İstenen Görev A:
Davutoğlu'nun açıklamalarını aktaran habere göre şu soruları yanıtlayın:
(i) Davutoğlu gazetecilerin sorularını hangi şehre yaptığı ziyaretin yolunda yanıtladı?
(ii) Davutoğlu son 10 gün içinde kaç masa kurduğunu söyledi?
(iii) Haberde adı geçen merhum Baro Başkanı kimdir?
#####
Başbakan Ahmet Davutoğlu, Londra ziyareti yolunda gazetecilerin sorularını yanıtladı. Davutoğlu, İmralı’da çözüm masası kurulma ihtimâlinin artık bulunmadığını belirtti ve “Ben son 10 gün içinde dört masa kurdum. Çağırdıklarım AK Parti teşkilatları değil, çoğu HDP’ye mütemayil insanlar. Her türlü geçmişten, kesimden STK’lar var. Baro Başkanı merhum Tahir Elçi’nin yaklaşımında arkadaşlar da var. İşte masa bu, bundan sonra da bu masa devam edecek" dedi.

 

“Yönetme kabiliyetinin önemli olduğunu görüyorsunuz”
#####
İstenen Görev B:
Lütfen listenin ilk satırından "point(490, 341)" ifadesinin geçtiği satıra kadar, iki uç da dahil olmak üzere, tüm satırları yeniden yazın ve yanıtlardaki her koordinat değerini 7 ekleyerek kaydırın. Resimleri çıktıya almayın.

Bir veri kümesinden kayıtlar
#####
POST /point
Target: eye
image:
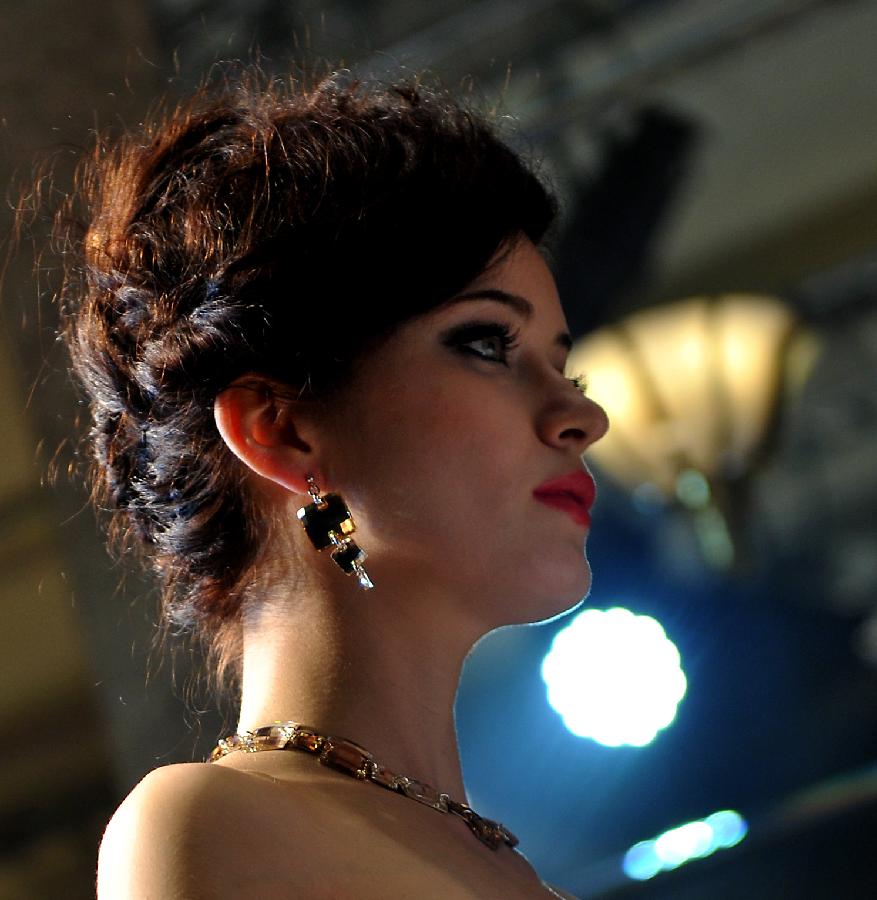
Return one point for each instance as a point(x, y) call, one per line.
point(490, 341)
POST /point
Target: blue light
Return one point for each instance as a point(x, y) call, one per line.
point(728, 826)
point(641, 862)
point(680, 845)
point(614, 677)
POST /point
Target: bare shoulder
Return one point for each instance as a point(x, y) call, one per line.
point(166, 838)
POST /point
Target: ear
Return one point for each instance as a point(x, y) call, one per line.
point(267, 431)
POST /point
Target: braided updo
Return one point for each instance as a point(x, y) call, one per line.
point(268, 227)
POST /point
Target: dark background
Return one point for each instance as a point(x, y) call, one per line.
point(700, 148)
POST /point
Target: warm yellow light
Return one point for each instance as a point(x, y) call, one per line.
point(688, 386)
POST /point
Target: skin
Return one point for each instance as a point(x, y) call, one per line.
point(436, 445)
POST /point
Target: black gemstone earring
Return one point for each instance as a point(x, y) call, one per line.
point(328, 523)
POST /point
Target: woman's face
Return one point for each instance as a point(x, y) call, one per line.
point(444, 433)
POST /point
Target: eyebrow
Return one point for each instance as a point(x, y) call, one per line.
point(520, 305)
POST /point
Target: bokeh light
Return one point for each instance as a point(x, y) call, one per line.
point(614, 677)
point(693, 840)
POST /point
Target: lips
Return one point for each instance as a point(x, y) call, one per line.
point(573, 493)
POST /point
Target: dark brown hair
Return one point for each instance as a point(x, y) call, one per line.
point(259, 226)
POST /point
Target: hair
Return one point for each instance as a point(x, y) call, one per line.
point(259, 226)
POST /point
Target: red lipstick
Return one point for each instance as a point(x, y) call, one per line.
point(573, 493)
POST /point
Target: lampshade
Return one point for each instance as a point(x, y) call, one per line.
point(690, 386)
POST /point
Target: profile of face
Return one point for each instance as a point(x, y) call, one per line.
point(443, 434)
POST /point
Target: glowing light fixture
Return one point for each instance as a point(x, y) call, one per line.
point(691, 390)
point(693, 840)
point(614, 677)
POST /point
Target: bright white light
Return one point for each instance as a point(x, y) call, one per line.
point(614, 677)
point(728, 826)
point(678, 845)
point(682, 844)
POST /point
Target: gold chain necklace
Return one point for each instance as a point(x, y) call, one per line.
point(356, 761)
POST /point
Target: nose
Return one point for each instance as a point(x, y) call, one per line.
point(572, 422)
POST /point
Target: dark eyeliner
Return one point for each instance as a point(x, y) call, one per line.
point(461, 335)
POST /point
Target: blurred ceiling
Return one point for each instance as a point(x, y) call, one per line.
point(702, 147)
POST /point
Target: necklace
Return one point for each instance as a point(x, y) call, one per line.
point(356, 761)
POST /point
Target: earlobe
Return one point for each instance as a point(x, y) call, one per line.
point(260, 428)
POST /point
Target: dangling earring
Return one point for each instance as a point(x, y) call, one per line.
point(327, 522)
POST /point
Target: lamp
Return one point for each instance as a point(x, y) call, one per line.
point(691, 389)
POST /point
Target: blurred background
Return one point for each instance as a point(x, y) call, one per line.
point(717, 256)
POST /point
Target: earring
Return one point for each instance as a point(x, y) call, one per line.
point(327, 522)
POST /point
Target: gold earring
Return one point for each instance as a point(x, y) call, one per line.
point(328, 523)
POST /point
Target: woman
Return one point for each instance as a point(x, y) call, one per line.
point(326, 307)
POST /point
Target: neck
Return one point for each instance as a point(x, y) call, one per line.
point(380, 669)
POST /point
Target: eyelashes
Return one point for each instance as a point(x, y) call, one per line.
point(493, 341)
point(579, 382)
point(496, 340)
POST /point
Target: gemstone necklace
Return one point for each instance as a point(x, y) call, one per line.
point(356, 761)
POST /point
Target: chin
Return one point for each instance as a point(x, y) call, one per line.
point(555, 596)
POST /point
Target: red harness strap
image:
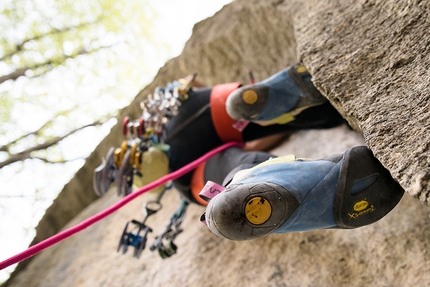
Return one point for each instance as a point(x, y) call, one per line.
point(222, 122)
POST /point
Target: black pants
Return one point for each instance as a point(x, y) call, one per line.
point(192, 140)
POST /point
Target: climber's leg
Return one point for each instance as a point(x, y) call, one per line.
point(284, 194)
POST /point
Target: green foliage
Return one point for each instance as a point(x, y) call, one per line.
point(65, 64)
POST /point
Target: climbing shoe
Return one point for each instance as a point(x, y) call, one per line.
point(286, 194)
point(276, 100)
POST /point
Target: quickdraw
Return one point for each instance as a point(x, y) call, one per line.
point(123, 163)
point(137, 236)
point(164, 242)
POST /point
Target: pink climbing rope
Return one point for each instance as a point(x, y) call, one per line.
point(33, 250)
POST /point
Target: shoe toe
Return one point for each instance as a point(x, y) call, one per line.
point(247, 102)
point(248, 211)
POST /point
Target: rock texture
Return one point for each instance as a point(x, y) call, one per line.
point(370, 59)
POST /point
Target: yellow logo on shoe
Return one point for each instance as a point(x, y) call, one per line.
point(258, 210)
point(249, 97)
point(361, 205)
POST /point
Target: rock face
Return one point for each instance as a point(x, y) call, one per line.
point(370, 59)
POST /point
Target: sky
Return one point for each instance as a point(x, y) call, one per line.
point(174, 27)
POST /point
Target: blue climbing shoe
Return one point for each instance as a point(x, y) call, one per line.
point(276, 100)
point(285, 194)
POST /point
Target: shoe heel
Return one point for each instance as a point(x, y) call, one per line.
point(366, 191)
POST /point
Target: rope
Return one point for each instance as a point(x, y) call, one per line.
point(33, 250)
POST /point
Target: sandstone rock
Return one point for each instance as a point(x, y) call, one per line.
point(370, 59)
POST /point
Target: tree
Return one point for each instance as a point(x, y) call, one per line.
point(66, 68)
point(62, 35)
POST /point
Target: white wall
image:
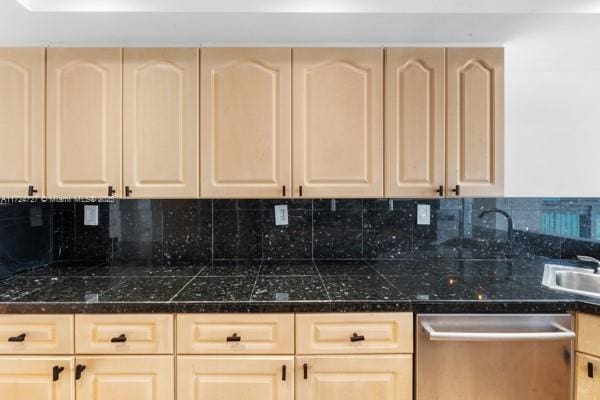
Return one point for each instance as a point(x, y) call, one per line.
point(553, 111)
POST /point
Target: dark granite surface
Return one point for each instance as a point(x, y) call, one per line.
point(292, 286)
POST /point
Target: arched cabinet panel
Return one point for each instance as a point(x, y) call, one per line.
point(338, 122)
point(161, 123)
point(246, 122)
point(22, 100)
point(476, 121)
point(84, 122)
point(414, 122)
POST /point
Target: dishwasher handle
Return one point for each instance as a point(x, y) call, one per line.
point(560, 333)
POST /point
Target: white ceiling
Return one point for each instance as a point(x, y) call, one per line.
point(319, 6)
point(272, 22)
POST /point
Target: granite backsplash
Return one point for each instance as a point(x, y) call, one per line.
point(171, 232)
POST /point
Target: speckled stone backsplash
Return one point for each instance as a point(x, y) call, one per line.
point(177, 232)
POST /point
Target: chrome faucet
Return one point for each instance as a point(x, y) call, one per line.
point(508, 220)
point(592, 260)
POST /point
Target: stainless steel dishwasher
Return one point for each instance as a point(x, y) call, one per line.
point(494, 357)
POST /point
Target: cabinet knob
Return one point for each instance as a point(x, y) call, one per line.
point(356, 338)
point(78, 371)
point(56, 370)
point(119, 339)
point(20, 338)
point(234, 338)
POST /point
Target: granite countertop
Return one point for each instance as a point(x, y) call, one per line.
point(292, 286)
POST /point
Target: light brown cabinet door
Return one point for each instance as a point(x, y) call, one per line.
point(587, 387)
point(126, 378)
point(231, 377)
point(338, 122)
point(161, 123)
point(84, 122)
point(354, 377)
point(246, 123)
point(415, 122)
point(22, 102)
point(32, 378)
point(475, 149)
#####
Doğru Sonuç A:
(i) Londra
(ii) Dört
(iii) Tahir Elçi

Doğru Sonuç B:
POST /point
Target: eye
image:
Return one point for each instance as a point(x, y) call, one per line.
point(497, 348)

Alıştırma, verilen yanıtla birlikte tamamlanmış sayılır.